GOAL OF THE EXERCISE →
Print out the full listing below, word for word.

INPUT DATA →
★ ★ ★ ★ ★

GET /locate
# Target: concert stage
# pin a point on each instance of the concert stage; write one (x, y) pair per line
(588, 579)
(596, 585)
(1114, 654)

★ ★ ★ ★ ★

RESULT OF THIS EXERCISE →
GET /locate
# Target: concert stage
# pin a point on each instance of the concert stage; write one (x, y) pair per line
(588, 579)
(596, 585)
(1114, 654)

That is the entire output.